--- start ---
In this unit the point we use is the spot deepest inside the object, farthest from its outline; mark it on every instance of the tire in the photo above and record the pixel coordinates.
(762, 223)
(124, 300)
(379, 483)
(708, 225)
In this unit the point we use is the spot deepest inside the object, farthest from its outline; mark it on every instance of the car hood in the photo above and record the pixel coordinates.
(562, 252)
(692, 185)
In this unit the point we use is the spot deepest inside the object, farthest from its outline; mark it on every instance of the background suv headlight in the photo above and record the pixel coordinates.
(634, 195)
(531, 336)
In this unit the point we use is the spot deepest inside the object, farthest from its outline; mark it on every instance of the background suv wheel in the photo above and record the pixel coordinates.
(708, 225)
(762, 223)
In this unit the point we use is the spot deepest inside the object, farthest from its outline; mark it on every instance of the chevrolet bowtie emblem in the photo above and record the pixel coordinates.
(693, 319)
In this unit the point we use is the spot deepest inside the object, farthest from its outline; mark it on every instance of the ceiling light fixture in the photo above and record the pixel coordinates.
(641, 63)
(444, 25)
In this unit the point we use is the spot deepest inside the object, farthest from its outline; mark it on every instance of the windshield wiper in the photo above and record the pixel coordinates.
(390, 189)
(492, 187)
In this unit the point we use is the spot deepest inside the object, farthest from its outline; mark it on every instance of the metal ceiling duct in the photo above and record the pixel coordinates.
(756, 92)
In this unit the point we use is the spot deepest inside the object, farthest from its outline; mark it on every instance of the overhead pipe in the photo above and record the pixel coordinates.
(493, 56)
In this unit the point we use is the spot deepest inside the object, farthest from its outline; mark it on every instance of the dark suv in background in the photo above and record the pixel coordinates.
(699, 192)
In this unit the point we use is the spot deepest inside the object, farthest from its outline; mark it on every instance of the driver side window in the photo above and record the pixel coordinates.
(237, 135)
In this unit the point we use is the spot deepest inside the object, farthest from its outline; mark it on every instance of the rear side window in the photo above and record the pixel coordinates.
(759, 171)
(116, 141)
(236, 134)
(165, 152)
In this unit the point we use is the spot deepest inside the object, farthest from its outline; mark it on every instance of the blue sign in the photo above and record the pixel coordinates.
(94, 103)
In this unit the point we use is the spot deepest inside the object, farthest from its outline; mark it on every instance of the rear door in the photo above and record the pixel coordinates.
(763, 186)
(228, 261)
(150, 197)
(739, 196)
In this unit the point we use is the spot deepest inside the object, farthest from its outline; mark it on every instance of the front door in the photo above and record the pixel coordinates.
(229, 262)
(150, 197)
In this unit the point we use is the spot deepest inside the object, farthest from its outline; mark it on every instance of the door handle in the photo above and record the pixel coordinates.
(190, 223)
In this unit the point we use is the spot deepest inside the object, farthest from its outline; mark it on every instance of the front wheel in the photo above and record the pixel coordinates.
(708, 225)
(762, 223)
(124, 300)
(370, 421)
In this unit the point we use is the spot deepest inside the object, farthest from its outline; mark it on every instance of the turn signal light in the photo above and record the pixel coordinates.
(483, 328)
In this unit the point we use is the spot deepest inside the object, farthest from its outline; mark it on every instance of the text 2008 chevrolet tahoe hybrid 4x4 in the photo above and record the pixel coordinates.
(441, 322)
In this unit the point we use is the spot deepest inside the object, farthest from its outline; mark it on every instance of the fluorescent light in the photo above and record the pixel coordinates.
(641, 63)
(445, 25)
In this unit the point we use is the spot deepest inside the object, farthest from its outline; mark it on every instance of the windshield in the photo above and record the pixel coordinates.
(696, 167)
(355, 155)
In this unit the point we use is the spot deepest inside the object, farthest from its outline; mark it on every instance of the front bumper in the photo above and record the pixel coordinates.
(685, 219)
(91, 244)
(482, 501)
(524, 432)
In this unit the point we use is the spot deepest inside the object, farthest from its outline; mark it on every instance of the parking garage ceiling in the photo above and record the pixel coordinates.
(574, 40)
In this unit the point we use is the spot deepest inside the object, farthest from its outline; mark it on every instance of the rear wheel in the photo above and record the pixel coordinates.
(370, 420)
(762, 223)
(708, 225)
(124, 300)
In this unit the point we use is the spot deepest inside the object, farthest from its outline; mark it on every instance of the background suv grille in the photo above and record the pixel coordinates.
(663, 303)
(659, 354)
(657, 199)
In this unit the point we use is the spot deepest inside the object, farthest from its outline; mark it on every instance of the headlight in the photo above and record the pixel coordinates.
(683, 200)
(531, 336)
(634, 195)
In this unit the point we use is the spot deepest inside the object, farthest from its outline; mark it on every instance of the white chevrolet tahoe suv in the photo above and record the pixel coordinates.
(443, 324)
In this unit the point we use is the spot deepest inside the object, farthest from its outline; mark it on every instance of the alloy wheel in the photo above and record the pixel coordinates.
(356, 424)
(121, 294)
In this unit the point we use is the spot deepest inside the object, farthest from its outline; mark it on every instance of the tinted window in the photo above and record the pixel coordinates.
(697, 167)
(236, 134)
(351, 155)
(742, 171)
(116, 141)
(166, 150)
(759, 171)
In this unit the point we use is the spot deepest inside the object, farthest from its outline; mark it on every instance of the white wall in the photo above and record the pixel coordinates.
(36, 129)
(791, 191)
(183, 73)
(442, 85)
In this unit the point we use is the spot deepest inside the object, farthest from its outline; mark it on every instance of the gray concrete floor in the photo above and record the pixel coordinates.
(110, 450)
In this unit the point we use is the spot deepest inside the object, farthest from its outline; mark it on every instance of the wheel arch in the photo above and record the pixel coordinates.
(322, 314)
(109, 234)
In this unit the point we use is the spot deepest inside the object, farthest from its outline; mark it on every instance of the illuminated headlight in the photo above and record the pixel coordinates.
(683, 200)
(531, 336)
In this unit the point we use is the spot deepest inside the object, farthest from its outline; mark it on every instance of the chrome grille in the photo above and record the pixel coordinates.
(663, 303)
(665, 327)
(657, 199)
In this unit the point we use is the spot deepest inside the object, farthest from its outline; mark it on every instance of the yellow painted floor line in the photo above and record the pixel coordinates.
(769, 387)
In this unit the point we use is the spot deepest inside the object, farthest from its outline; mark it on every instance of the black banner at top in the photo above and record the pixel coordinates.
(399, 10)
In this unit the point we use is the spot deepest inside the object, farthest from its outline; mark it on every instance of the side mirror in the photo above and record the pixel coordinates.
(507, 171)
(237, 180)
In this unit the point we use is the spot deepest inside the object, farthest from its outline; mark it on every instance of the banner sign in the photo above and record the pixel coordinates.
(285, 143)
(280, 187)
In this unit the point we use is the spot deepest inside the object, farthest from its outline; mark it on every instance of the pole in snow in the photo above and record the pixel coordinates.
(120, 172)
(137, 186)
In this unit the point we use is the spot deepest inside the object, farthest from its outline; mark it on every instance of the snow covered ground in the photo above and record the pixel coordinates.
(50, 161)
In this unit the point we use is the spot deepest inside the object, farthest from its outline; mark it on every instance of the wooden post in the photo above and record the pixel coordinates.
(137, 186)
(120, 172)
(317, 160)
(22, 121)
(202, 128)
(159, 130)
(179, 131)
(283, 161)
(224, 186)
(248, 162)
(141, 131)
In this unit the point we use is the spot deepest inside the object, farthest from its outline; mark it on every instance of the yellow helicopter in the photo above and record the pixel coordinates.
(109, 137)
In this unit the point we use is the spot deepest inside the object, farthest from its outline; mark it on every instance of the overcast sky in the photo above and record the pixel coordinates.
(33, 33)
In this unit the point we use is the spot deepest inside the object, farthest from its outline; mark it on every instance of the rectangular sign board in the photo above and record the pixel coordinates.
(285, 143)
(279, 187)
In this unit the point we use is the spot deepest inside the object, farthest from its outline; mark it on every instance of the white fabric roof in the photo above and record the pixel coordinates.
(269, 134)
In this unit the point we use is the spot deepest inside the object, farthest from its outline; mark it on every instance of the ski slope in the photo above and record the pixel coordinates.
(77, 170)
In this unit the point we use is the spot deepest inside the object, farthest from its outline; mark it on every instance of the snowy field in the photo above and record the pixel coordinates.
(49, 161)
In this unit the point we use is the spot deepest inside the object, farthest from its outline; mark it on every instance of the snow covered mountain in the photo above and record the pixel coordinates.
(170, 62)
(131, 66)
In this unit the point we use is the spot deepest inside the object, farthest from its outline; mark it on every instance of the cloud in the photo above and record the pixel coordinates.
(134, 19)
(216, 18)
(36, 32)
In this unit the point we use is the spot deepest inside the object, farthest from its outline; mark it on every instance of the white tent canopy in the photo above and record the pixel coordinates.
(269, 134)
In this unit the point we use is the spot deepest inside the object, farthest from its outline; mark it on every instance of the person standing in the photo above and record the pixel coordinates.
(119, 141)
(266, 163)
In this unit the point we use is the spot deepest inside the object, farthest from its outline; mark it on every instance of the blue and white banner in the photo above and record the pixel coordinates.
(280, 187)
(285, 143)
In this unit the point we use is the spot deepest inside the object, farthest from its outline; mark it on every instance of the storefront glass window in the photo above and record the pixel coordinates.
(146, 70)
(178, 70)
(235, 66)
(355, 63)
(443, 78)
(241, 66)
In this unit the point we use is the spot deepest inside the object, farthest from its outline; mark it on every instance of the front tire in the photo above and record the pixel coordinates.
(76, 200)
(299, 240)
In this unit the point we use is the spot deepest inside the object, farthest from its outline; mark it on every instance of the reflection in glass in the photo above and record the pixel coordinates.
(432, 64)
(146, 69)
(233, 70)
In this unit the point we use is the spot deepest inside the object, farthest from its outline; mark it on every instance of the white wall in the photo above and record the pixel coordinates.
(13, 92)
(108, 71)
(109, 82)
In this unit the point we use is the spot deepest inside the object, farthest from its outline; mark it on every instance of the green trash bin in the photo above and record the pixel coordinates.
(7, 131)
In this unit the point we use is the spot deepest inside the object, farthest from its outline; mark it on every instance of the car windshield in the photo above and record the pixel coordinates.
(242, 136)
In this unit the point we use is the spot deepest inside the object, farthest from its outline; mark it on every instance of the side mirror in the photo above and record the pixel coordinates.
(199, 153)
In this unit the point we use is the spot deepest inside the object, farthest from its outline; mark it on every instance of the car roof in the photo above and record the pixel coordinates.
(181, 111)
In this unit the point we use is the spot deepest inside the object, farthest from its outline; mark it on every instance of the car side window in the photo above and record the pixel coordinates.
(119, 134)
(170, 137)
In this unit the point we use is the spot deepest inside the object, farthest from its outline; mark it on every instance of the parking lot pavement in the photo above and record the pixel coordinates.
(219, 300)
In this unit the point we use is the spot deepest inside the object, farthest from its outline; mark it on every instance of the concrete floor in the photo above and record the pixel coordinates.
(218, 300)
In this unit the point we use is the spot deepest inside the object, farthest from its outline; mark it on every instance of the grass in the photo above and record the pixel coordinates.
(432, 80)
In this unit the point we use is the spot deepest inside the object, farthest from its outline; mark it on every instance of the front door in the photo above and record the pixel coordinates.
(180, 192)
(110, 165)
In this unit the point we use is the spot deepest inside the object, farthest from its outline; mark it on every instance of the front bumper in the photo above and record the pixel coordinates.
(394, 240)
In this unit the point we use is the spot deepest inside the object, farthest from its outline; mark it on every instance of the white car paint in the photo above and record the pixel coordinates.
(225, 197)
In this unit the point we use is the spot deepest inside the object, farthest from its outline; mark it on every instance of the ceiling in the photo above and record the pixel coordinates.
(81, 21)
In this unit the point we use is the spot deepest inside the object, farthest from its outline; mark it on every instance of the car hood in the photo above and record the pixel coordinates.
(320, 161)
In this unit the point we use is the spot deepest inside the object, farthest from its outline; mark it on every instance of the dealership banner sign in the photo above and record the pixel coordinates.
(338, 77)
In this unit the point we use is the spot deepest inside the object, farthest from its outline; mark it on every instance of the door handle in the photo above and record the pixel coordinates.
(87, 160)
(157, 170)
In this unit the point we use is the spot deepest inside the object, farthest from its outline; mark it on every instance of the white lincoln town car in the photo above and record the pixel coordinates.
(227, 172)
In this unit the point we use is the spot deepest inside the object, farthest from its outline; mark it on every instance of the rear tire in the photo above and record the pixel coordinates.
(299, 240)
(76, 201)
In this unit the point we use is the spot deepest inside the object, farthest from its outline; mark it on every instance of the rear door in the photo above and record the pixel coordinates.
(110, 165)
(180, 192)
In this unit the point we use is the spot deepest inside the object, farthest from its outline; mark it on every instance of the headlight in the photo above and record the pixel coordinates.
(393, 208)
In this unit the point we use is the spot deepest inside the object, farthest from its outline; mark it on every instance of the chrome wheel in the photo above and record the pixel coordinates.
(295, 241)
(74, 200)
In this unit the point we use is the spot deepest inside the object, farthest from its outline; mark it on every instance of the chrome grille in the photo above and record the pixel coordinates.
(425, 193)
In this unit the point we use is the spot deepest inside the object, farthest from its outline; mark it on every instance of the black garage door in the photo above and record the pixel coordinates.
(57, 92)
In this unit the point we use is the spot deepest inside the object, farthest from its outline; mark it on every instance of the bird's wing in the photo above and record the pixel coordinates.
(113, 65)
--- end ---
◆ Exercise instructions ◆
All lines from the one with "the chrome wheel" through the final line above are to be quoted exactly; quote no other line.

◆ Exercise output ◆
In this unit the point we use is the spot deepest inside the object, farthest from its outline; mark it on every instance of the chrome wheel in the photo above and record the pixel coordinates.
(295, 241)
(74, 200)
In this unit the point we use is the spot deepest inside the object, farthest from its outline; mark it on every instance of the chrome grille in the photo above and record the pixel coordinates.
(425, 193)
In this unit the point we use is the spot deepest inside the object, farthest from its outline; mark it on every instance of the black garage door in the photo above and record the pixel coordinates.
(57, 92)
In this unit the point we use is the spot deepest inside the object, farthest from its outline; mark it on every instance of the bird's wing in the photo above and record the pixel coordinates.
(113, 65)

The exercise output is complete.